**** 文段节选

手帕,是太秀气的物件。从口袋里掏出手帕擦一擦汗的人,总归有一点起码的讲究与精细。炼钢炼铁或者在工地上挥汗如雨的人,无论如何不至于摸一块手帕出来擦头颈,他们需要的是一条可以挂在脖子上的毛巾。一块手帕被叠得方方正正,随身携放于衣服口袋里,脏了自己洗,洗干净了晾干再用,爱用手帕的人善于照顾自己,也比较有耐心。

上海人可能是全中国最爱用手帕的群落,他们把手帕叫做绢头,更有一分娟秀的意味。以前沪剧表演艺术家邵滨孙和杨飞飞在《叛逆女性》里有一出段子叫《抢绢头》,杨飞飞扮演的青春侍女,一眼认出邵滨孙西装口袋处别的绢头,是她家小姐丢失的,便执意问他要回。那时的邵滨孙风度极好,三件套西服行头,相当克勒。

解放以前住在西区的太太小姐们,习惯把一条丝绸绢头别在胳肢窝下的旗袍扣襟处。心思多或者多愁善感的女人们,则时时刻刻将绢头捏在手心里,她们的绢头带着一点手汗,却还是有香粉的香味,里头包藏了种种的心绪。

过去的上海小囡,但凡家里条件不太差的,都受爸爸妈妈教导,不好不用绢头。绢头是每个人必备的。从小孩刚记事起,大人就将花绢头折成长条形状,一头用一枚别针别在孩子的衣领下,假如流鼻涕了,拎起绢头另一头直接可以擦,吃饭的时候嘴巴上有酱油饭粒,也可以用绢头擦。被系在小囡胸口的绢头,好比是西餐桌下随时可以拭一下嘴的口布。很多幼儿园、小学规定学生每天要带干净的绢头,有卫生委员检查,谁没有带绢头,就要扣除卫生分,甚至被罚回家去拿。

********
**** 数据条目摘录

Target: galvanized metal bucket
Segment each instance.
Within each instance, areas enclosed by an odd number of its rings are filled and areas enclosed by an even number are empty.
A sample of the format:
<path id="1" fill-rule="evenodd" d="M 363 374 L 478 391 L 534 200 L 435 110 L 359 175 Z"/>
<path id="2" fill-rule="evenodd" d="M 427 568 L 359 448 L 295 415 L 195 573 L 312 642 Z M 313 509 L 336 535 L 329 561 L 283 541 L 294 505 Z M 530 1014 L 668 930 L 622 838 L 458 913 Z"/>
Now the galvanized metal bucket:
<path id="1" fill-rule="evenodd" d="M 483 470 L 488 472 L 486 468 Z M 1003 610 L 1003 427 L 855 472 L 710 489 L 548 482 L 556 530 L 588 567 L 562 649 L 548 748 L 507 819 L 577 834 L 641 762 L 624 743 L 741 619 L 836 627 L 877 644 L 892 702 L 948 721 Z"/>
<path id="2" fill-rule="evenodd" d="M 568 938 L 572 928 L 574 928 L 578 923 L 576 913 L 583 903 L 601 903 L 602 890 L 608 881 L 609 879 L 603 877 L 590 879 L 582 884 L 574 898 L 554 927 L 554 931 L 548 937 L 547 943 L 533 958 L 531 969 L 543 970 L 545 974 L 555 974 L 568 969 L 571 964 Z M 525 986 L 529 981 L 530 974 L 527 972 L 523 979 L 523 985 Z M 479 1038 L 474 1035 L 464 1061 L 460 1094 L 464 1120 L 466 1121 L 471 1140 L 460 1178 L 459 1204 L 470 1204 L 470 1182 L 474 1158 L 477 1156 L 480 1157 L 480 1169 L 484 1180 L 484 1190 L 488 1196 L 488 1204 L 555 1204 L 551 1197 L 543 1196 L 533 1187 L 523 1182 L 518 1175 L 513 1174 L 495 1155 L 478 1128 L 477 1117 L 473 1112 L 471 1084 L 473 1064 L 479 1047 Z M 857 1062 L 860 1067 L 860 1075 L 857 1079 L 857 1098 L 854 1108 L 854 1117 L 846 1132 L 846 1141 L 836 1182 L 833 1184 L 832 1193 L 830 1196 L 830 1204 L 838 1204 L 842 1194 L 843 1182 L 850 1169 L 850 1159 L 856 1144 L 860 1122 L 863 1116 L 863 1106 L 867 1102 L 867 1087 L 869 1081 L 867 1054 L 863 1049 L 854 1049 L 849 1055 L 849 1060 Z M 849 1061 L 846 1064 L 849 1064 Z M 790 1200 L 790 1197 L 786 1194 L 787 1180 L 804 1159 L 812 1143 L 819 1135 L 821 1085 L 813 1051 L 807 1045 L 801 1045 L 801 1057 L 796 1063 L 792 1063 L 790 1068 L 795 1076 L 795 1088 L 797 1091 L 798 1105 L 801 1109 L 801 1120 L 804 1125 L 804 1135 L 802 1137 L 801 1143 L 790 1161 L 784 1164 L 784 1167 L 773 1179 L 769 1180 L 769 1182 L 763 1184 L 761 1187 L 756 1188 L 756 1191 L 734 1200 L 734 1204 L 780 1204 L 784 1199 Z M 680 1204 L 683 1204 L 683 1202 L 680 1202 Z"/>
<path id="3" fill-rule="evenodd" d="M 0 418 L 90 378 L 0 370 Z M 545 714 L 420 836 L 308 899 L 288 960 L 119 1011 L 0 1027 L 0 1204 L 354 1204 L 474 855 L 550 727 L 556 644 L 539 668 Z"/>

********

= 练习任务 =
a) 在这篇关于手帕的文段里，上海人把手帕叫做什么？
b) 请列出这篇关于手帕的文段中提到的手帕（绢头）被放置、别住或捏握的所有位置。
c) 请从这篇关于手帕的文段的最后一句之后接着往下写。

= 参考答案 =
a) 绢头。

b) 衣服口袋里；西装口袋处；胳肢窝下的旗袍扣襟处；手心里；孩子的衣领下。

c)
虽然也有些人家给小孩戴袖套,但是市区内还真不多见。哪个小孩脸脏了袖管一抹,还真是要比不擦更让人嫌弃的,弄脏了顽皮不擦倒也罢了。那不是讲卫生的问题,而是教养的问题。

因为人人从小一条小绢头,于是上海人的幼时游戏里,就尤其喜爱那个丢绢头的游戏。后来海派女歌星毛阿敏唱:“丢啊丢啊丢手绢,轻轻地放在小朋友的后边,大家不要告诉他……”唱的乃是一种集体式的成长记忆。假如换在现在的人都用餐巾纸,再用也用不出一个丢餐巾纸的游戏,人于餐巾纸没有情义,一旦丢下,就不会捡起来。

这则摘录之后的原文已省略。